***** SELECTED EXTRACT *****

Comment 4 Han Han 2020-05-29 09:35:31 UTC
(In reply to qing.wang from comment #3)
> Hi hhan,Could you please help to check on libvirt side to reproduce this bug
> ?

Forward to Yi Sun

Comment 5 yisun 2020-06-01 02:20:09 UTC
scsi part is covered by jgao now, and since libvirt namespace is a suspicious area, could you pls provide libvirt version? Guess it's the latest rhel7.8.z version?

Comment 6 Roman Hodain 2020-06-02 08:34:05 UTC
Yap, it is libvirt-4.5.0-33.el7_8.1.x86_64

Comment 7 Ademar Reis 2020-06-02 16:15:48 UTC
Given the namespaces are set and handled by libvirt, I'm changing the component.

Comment 8 gaojianan 2020-06-03 04:05:26 UTC
Reproduced in libvirt version and get the same results:
libvirt-6.3.0-1.module+el8.3.0+6478+69f490bb.x86_64
and
libvirt-4.5.0-33.el7_8.1.x86_64

Step:
Scenario1:
Edit the qemu.conf namespace as 
This namespace is turned on
 by default.
#namespaces = [ "mount" ]

1.Prepare scsi device(/dev/sdc) and start qemu-pr-helper:
# lsscsi
[0:0:0:0]    disk    ATA      MB0500GCEHF      HPGC  /dev/sda 
[1:0:0:0]    disk    ATA      MB0500GCEHF      HPGD  /dev/sdb 
[7:0:0:0]    disk    LIO-ORG  device.logical-  4.0   /dev/sdc 

#systemctl start qemu-pr-helper

2.Prepare a guest and attach xml:
# cat attach.xml
<disk type='block' device='lun'>
      <driver name='qemu' type='raw'/>
      <source dev='/dev/sdc'/>
      <reservations managed='yes'>
    </reservations>
<target dev='sdb' bus='scsi'/>
    </disk>

3.Hot-plug the device with 'reservations'
# virsh attach-device avocado-vt-vm1 attach.xml 
Device attached successfully

Check qemu-pr-helper process:
# ps -ef | grep qemu-pr-helper | grep -v grep
root       14342       1  0 23:32 ?        00:00:00 /usr/bin/qemu-pr-helper

4.Login the guest and run script as:
# cat test.sh
#! /bin/sh
sg_persist --no-inquiry -v --out --register-ignore --param-sark 123aaa "$@"

***** EXCERPTED RECORDS *****

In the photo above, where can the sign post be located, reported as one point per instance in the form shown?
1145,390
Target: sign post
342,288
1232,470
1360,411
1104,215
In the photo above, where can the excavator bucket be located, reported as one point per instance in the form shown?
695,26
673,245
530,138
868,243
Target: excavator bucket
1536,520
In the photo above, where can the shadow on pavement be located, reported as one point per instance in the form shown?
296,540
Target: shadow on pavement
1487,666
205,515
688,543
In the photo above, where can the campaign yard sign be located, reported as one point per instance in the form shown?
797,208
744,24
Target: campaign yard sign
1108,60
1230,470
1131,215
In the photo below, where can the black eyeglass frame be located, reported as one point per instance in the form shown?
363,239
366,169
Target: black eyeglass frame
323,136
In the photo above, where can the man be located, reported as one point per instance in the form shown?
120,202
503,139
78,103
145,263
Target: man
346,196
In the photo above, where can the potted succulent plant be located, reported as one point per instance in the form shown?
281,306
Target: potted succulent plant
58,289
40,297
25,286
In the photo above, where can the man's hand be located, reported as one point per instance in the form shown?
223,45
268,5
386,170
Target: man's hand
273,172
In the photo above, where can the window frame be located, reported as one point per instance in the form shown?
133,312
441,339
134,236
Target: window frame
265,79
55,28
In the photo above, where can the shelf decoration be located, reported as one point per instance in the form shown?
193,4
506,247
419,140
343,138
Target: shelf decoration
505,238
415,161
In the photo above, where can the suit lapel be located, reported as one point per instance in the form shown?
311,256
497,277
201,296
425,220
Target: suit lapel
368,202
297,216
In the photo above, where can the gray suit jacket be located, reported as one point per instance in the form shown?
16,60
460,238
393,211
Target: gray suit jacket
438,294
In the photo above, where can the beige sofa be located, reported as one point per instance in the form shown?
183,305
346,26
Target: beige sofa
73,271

*****

### PROMPT A
In the libvirt bug thread, which libvirt version does Roman Hodain report?
### PROMPT B
Please carry on the libvirt bug thread from the point where it stops.

### TASK RESULT A
libvirt-4.5.0-33.el7_8.1.x86_64

### TASK RESULT B
sg_persist --no-inquiry --in -k "$@"
sg_persist --no-inquiry -v --out --reserve --param-rk 123aaa --prout-type 5 "$@"
sg_persist --no-inquiry --in -r "$@"
sg_persist --no-inquiry -v --out --release --param-rk 123aaa --prout-type 5 "$@"
sg_persist --no-inquiry --in -r "$@"
sg_persist --no-inquiry -v --out --register --param-rk 123aaa --prout-type 5 "$@"
sg_persist --no-inquiry --in -k "$@"

# sh test.sh /dev/sda
    Persistent reservation out cdb: 5f 06 00 00 00 00 00 00 18 00 
Persistent reservation out:
Fixed format, current; Sense key: Aborted Command
Additional sense: I/O process terminated
PR out (Register and ignore existing key): Aborted command, type: sense key, other than protection related (asc=0x10)
PR in (Read keys): Aborted command
sg_persist failed: Aborted command
    Persistent reservation out cdb: 5f 01 05 00 00 00 00 00 18 00 
Persistent reservation out:
Fixed format, current; Sense key: Aborted Command
Additional sense: I/O process terminated
PR out (Reserve): Aborted command, type: sense key, other than protection related (asc=0x10)
PR in (Read reservation): Aborted command
sg_persist failed: Aborted command
    Persistent reservation out cdb: 5f 02 05 00 00 00 00 00 18 00 
Persistent reservation out:
Fixed format, current; Sense key: Aborted Command
Additional sense: I/O process terminated
PR out (Release): Aborted command, type: sense key, other than protection related (asc=0x10)
PR in (Read reservation): Aborted command
sg_persist failed: Aborted command
    Persistent reservation out cdb: 5f 00 05 00 00 00 00 00 18 00 
Persistent reservation out:
Fixed format, current; Sense key: Aborted Command
Additional sense: I/O process terminated
PR out (Register): Aborted command, type: sense key, other than protection related (asc=0x10)
PR in (Read keys): Aborted command
sg_persist failed: Aborted command


Failed

Scenario 2:
Edit the qemu.conf namespace as 
This namespace is turned on
 by default.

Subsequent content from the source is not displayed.